_TASK REQUIREMENTS_
Print every line of the data below word for word, with no changes.
**** RECORDS FOR THE TASK
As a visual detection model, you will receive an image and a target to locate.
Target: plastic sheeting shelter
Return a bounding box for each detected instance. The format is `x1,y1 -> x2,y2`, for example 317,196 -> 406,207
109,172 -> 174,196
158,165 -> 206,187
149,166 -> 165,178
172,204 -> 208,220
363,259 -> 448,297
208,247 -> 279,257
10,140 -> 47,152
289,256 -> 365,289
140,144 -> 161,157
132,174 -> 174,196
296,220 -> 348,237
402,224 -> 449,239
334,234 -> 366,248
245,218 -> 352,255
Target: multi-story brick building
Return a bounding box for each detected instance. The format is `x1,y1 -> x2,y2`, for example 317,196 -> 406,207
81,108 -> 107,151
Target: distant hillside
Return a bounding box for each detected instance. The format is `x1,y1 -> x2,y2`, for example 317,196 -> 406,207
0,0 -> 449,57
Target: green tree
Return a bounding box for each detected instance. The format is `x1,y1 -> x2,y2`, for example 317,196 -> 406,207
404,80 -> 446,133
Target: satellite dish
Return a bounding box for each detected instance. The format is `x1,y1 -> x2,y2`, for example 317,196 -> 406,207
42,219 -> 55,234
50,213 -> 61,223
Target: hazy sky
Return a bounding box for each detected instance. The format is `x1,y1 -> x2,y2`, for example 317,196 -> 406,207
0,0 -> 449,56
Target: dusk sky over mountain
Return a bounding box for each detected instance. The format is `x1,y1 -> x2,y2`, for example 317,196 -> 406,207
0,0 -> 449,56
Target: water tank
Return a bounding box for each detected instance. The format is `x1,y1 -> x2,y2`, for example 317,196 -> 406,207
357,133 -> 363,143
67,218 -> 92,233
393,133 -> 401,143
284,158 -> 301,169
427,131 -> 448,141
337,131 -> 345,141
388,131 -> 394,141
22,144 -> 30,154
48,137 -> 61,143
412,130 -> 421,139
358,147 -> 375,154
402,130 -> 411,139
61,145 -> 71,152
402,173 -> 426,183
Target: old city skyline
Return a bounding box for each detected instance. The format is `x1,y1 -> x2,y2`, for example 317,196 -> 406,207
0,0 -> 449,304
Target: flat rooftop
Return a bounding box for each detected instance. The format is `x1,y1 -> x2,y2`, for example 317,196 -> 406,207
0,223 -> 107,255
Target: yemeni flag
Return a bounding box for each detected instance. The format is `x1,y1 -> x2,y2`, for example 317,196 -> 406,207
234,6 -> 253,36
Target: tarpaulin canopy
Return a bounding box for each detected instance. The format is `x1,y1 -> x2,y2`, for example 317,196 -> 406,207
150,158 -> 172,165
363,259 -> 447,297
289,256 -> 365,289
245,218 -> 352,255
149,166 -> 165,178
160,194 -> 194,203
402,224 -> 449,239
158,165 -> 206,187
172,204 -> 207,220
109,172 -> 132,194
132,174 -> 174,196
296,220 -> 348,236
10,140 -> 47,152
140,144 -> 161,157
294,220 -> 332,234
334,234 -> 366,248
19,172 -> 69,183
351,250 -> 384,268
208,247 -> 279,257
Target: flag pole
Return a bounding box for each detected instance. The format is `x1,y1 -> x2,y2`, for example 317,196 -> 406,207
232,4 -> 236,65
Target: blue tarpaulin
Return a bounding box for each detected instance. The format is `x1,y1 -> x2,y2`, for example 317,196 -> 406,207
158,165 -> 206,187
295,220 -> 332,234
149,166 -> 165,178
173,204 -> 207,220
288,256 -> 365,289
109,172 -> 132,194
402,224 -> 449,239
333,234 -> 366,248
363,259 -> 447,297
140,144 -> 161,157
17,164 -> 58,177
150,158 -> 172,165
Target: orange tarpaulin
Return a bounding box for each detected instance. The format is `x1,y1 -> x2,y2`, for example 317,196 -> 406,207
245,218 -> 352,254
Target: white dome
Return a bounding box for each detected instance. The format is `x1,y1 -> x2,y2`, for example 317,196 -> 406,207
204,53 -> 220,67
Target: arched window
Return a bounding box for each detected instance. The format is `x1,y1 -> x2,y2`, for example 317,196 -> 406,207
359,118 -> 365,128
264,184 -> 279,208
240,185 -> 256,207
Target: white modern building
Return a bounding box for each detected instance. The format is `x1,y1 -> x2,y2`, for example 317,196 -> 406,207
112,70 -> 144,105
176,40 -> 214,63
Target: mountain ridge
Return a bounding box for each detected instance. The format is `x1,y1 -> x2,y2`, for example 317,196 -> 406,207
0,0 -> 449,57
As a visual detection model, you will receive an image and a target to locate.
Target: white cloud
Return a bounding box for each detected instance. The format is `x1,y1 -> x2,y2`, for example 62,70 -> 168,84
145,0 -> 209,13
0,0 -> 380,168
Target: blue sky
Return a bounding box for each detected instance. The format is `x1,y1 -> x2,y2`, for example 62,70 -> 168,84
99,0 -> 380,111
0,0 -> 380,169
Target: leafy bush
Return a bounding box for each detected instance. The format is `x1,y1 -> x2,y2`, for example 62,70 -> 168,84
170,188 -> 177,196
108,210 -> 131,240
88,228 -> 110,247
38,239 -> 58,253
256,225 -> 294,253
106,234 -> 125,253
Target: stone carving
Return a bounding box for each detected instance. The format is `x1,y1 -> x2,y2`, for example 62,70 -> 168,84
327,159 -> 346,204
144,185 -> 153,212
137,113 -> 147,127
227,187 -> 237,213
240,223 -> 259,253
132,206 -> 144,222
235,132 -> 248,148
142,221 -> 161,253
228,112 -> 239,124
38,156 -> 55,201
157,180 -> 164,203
********
_COMPLETE OUTPUT_
As a visual detection model, you will receive an image and a target to locate.
Target: plastic sheeting shelter
Return a bounding box for each detected instance. The format is `x1,y1 -> x2,y2`, for example 317,196 -> 406,207
109,172 -> 174,196
158,165 -> 206,187
149,166 -> 165,178
172,204 -> 208,220
363,259 -> 448,297
208,247 -> 279,257
10,140 -> 47,152
289,256 -> 365,289
140,144 -> 161,157
132,174 -> 174,196
296,220 -> 348,237
402,224 -> 449,239
334,234 -> 366,248
245,218 -> 352,255
Target: multi-story brick building
Return a bounding box for each detected instance. The format is `x1,y1 -> x2,y2`, for example 317,196 -> 406,207
81,108 -> 107,151
Target: distant hillside
Return a bounding box for each detected instance. The format is `x1,y1 -> x2,y2`, for example 317,196 -> 406,207
0,0 -> 449,57
Target: green tree
Return a bounding box for each detected instance. The format is `x1,y1 -> x2,y2`, for example 317,196 -> 406,207
404,80 -> 446,133
Target: satellite dish
Return a bounding box for each detected instance. The format is `x1,y1 -> x2,y2`, for example 317,196 -> 406,207
42,219 -> 55,234
50,213 -> 61,223
Target: hazy sky
Return a bounding box for each detected instance. The format is `x1,y1 -> x2,y2`, for example 317,196 -> 406,207
0,0 -> 449,56
Target: dusk sky over mountain
Return a bounding box for each detected instance. The format is `x1,y1 -> x2,y2`, for example 317,196 -> 406,207
0,0 -> 449,56
Target: water tank
Return a bounding box for each detected instance. The format is `x1,y1 -> x2,y2`, for example 317,196 -> 406,207
357,133 -> 363,143
67,218 -> 92,233
393,133 -> 401,143
284,158 -> 301,169
427,131 -> 448,141
337,131 -> 345,141
388,131 -> 394,141
22,144 -> 30,154
48,137 -> 61,143
412,130 -> 421,139
358,147 -> 375,154
402,130 -> 411,139
61,145 -> 71,152
402,173 -> 426,183
Target: old city skyline
Return a bounding box for each detected instance. The format is `x1,y1 -> x2,y2`, for example 317,196 -> 406,207
0,0 -> 449,304
Target: flat rooftop
Return a bounding box for each detected instance. The format is `x1,y1 -> x2,y2`, for example 317,196 -> 406,207
0,223 -> 107,255
Target: yemeni flag
Return a bounding box for each detected instance. The format is `x1,y1 -> x2,y2`, for example 317,196 -> 406,207
234,6 -> 253,36
Target: tarpaulin canopy
Return a bounding box for each detected instance. The format is `x1,y1 -> x2,y2`, for example 317,196 -> 406,207
150,158 -> 172,165
363,259 -> 447,297
289,256 -> 365,289
245,218 -> 352,255
149,166 -> 165,178
160,194 -> 194,203
402,224 -> 449,239
158,165 -> 206,187
172,204 -> 207,220
109,172 -> 132,194
132,174 -> 174,196
296,220 -> 348,236
10,140 -> 47,152
140,144 -> 161,157
294,220 -> 332,234
334,234 -> 366,248
19,172 -> 69,183
351,250 -> 384,268
208,247 -> 279,257
Target: flag pole
Return a bounding box for each detected instance. The format is `x1,y1 -> x2,y2`, for example 317,196 -> 406,207
232,4 -> 236,65
Target: blue tarpaulin
Return a bounding box for each detected instance. The format is `x1,y1 -> x2,y2`, for example 317,196 -> 406,207
158,165 -> 206,187
295,220 -> 332,234
149,166 -> 165,178
173,204 -> 207,220
288,256 -> 365,289
109,172 -> 132,194
402,224 -> 449,239
333,234 -> 366,248
363,259 -> 447,297
140,144 -> 161,157
17,164 -> 58,177
150,158 -> 172,165
Target: orange tarpaulin
Return a bounding box for each detected instance. The format is `x1,y1 -> x2,y2`, for example 317,196 -> 406,207
245,218 -> 352,254
Target: white dome
Return a bounding box for each detected instance. The format is `x1,y1 -> x2,y2`, for example 317,196 -> 406,207
204,53 -> 220,67
Target: arched window
Return a bounding box for each detected instance. The format is `x1,y1 -> x2,y2`, for example 317,196 -> 406,207
359,118 -> 365,128
264,184 -> 279,208
240,185 -> 256,207
Target: white modern building
Return a bounding box for each detected instance. The format is `x1,y1 -> x2,y2`, for example 317,196 -> 406,207
112,70 -> 144,105
176,40 -> 214,63
Target: mountain ridge
Return a bounding box for each detected instance. The format is `x1,y1 -> x2,y2`, for example 317,196 -> 406,207
0,0 -> 449,57
As a visual detection model, you will receive an image and a target to locate.
Target: white cloud
Return a bounding box for each detected instance. The format is `x1,y1 -> x2,y2`, for example 62,70 -> 168,84
145,0 -> 209,13
0,0 -> 380,168
Target: blue sky
Return a bounding box for each detected instance. The format is `x1,y1 -> x2,y2`, for example 62,70 -> 168,84
99,0 -> 380,111
0,0 -> 380,169
Target: leafy bush
Return a bounding box for each detected instance. The format is `x1,y1 -> x2,y2`, for example 62,70 -> 168,84
170,188 -> 177,196
108,210 -> 131,240
88,228 -> 110,247
38,239 -> 58,253
256,225 -> 294,253
106,234 -> 125,253
Target: stone carving
Return a bounding box for each detected instance. The format is `x1,y1 -> x2,y2`, for example 62,70 -> 168,84
327,159 -> 346,204
144,185 -> 153,212
137,113 -> 147,127
227,187 -> 237,213
240,223 -> 259,253
132,206 -> 144,222
235,132 -> 248,148
142,221 -> 161,253
228,112 -> 239,124
38,156 -> 55,201
157,180 -> 164,203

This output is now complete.